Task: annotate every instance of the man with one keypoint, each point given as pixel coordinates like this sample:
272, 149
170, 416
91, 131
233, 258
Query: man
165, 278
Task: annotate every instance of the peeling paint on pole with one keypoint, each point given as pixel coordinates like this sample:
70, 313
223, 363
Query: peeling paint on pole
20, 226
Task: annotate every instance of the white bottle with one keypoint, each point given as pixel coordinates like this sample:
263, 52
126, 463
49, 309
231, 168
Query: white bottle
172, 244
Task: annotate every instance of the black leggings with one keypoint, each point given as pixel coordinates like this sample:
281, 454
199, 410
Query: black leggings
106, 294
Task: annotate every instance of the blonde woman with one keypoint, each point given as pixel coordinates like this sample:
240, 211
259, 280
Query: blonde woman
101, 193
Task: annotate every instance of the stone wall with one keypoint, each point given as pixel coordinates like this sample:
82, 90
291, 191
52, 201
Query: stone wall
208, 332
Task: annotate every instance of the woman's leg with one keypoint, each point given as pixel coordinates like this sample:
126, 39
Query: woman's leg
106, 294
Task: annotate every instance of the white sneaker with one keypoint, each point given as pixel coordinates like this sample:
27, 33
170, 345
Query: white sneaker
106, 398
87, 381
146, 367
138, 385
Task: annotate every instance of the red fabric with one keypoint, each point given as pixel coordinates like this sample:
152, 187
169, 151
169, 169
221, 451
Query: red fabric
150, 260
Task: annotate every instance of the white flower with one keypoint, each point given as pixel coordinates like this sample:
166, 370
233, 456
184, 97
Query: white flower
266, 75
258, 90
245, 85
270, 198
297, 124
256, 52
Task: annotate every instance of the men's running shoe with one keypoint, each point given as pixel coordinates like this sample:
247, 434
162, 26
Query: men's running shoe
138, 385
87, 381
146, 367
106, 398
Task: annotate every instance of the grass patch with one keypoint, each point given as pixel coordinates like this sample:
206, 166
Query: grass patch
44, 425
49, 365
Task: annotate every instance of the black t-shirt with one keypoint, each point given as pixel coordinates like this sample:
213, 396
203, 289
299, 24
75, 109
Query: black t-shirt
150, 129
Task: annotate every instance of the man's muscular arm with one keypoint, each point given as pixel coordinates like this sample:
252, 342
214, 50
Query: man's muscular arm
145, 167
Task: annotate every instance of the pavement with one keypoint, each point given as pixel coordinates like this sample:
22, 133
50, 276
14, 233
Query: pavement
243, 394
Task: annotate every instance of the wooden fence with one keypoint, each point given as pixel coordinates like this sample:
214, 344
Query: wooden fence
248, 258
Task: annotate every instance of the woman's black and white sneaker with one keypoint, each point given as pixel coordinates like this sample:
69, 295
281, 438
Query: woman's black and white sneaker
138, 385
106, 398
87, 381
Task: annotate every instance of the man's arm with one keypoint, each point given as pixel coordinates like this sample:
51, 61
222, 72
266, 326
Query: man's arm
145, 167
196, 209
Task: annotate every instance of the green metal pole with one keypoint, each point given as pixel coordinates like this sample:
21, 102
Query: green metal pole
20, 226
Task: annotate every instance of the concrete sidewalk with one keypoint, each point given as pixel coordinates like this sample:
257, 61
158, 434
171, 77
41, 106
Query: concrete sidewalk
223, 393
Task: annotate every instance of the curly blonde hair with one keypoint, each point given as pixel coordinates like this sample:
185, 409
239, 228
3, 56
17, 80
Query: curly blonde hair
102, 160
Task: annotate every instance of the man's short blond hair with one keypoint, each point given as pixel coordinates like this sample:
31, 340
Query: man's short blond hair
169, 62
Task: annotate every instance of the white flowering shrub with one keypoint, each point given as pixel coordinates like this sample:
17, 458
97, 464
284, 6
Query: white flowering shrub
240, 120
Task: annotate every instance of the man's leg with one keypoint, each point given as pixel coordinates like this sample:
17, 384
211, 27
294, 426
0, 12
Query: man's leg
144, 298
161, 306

> _TASK GOAL_
Without any alteration, repeat the entire listing.

> _ANSWER TO THIS PROBLEM_
Task: annotate every instance of the man with one keypoint, each point given as pixel coordinates like this sample:
272, 149
170, 416
91, 131
233, 258
Query: man
165, 278
Task: annotate every instance of the peeling paint on pole with one keypoint, each point given as pixel coordinates like this sample:
70, 313
223, 363
Query: peeling paint on pole
20, 226
Task: annotate every instance of the white bottle with one keypoint, each point given as pixel coordinates like this sample:
263, 52
126, 463
49, 309
231, 168
Query: white bottle
172, 244
Task: annotate every instance of the black leggings with one keypoint, each point given as pixel coordinates like this sample:
281, 454
199, 410
Query: black leggings
106, 294
Task: annotate every instance of the blonde woman with one keypoint, each point given as pixel coordinates like this sample:
240, 211
259, 280
Query: blonde woman
101, 193
Task: annotate every instance of the stone wall with one keypoint, each point given as pixel coordinates like this sample:
82, 90
291, 191
52, 201
Query: stone wall
208, 332
Task: annotate every instance of the woman's leg with one keypoint, each point given as pixel coordinates like this sample:
126, 39
Query: woman's leg
106, 294
Task: annotate every instance of the white sneaker with one keypoint, each point given as pixel coordinates like this sample:
27, 33
170, 345
Query: white sneaker
106, 398
87, 381
146, 367
138, 385
Task: annotate every instance of the red fabric with one keypoint, each point given as pixel coordinates like this sample:
152, 187
169, 151
169, 169
221, 451
Query: red fabric
150, 260
Task: annotate every instance of the white flower with one keypoint, each point given as pixel coordinates like this sample:
166, 370
233, 456
184, 97
Query: white flower
266, 75
258, 90
245, 85
270, 198
297, 124
256, 52
Task: annotate every instance of the men's running shoe with one keypoint, each point given as pixel coordinates like this sample:
247, 434
162, 26
Query: men's running shoe
138, 385
87, 381
146, 367
106, 398
Task: annotate every instance of the grass patch with one keypoint, each point given as pixel coordinates like this sample:
206, 166
Query: grass patch
44, 425
49, 365
Task: annotate every instance of the black t-shirt with one keypoint, each point given as pixel coordinates like this sample:
213, 396
203, 289
299, 24
75, 109
Query: black t-shirt
150, 129
Task: annotate every instance of the man's muscular arm with one keypoint, each point given as pixel coordinates like this sample:
252, 342
214, 50
Query: man's muscular arm
145, 167
Task: annotate every instance of the pavement with one keypoint, each point given as pixel coordinates like this sample:
22, 133
50, 276
14, 233
Query: pavement
243, 394
Task: annotate every instance of the wooden fence with one keypoint, each point given as pixel coordinates like this sample:
214, 344
Query: wooden fence
248, 258
Task: annotate every instance of the woman's black and white sneaker with one keypoint, each point given as pixel coordinates like this sample:
69, 295
281, 438
Query: woman's black and white sneaker
138, 385
106, 398
87, 381
Task: annotate every instance of the man's arm with one keypoint, each point given as pixel coordinates like this sample:
51, 61
222, 72
266, 326
Query: man's arm
145, 167
196, 209
Task: annotate every instance of the green metal pole with one keypoint, each point given as pixel coordinates like this sample:
21, 102
Query: green metal pole
20, 226
Task: annotate every instance of the concrete sidewalk with one keypoint, each point given as pixel coordinates like this sample:
257, 61
158, 434
171, 77
41, 106
Query: concrete sidewalk
223, 393
Task: annotate every instance of the curly blonde hair with one keypoint, each point given as pixel coordinates like this sample:
185, 409
239, 228
3, 56
17, 80
Query: curly blonde hair
102, 160
Task: annotate every instance of the man's short blond hair with one keypoint, each point given as pixel coordinates like this sample:
31, 340
Query: man's short blond hair
169, 62
Task: annotate every instance of the white flowering shrub with one keypoint, each point given as pixel coordinates like this sample:
17, 458
97, 464
284, 6
Query: white flowering shrub
240, 120
Task: annotate every instance of the man's leg with one keypoint, each point given as pixel coordinates like this sample:
17, 384
211, 27
294, 426
0, 12
Query: man's leg
144, 298
161, 306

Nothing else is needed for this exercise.